=== To do ===
Count the lines below that contain the string "tree". Give only the number.
** start Information supplied **
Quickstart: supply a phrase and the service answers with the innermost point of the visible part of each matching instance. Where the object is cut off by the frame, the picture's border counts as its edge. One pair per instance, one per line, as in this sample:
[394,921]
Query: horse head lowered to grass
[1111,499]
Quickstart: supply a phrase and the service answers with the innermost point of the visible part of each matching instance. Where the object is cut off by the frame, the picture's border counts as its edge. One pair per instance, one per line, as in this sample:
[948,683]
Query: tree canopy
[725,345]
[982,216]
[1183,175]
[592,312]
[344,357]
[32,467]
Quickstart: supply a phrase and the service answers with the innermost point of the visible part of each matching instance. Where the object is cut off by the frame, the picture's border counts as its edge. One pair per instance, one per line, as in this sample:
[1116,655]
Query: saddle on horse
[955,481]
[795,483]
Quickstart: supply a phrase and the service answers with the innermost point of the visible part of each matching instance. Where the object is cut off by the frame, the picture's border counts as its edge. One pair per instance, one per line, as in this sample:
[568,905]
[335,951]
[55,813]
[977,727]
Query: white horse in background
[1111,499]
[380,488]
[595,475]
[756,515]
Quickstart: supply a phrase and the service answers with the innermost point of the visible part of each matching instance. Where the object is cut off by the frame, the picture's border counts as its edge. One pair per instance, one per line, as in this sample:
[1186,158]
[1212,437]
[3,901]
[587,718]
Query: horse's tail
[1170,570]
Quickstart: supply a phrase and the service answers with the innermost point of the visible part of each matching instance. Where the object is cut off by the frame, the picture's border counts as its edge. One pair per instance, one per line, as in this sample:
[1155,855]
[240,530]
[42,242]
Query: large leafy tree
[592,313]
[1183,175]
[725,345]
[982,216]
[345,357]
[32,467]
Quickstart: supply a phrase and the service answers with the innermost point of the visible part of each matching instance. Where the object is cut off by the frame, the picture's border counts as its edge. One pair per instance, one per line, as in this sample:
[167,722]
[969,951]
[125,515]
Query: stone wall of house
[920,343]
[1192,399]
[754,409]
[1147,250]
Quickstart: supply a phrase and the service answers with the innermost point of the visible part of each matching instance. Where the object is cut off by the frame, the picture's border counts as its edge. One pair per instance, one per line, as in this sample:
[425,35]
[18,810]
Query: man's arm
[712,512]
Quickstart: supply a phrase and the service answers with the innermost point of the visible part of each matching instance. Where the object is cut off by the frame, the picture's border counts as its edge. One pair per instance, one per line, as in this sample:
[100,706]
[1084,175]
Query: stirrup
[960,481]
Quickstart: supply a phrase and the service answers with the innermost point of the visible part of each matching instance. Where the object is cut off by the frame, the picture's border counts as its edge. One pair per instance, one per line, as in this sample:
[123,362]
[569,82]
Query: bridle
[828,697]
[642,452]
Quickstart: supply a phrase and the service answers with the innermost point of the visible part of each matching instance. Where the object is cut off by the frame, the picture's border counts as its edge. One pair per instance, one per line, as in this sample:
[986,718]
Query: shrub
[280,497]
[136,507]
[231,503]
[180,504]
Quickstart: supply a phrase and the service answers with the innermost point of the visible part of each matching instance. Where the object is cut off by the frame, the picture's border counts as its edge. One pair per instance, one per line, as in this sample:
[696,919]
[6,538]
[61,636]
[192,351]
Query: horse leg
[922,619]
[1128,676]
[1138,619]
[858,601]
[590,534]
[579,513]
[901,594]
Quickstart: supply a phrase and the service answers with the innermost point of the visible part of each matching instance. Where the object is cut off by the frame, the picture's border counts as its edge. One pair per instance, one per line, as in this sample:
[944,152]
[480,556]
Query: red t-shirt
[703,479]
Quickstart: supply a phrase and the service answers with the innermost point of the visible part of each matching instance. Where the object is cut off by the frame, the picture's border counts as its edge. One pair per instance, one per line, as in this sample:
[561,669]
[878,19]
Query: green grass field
** end Information supplied **
=== Solution for this task ===
2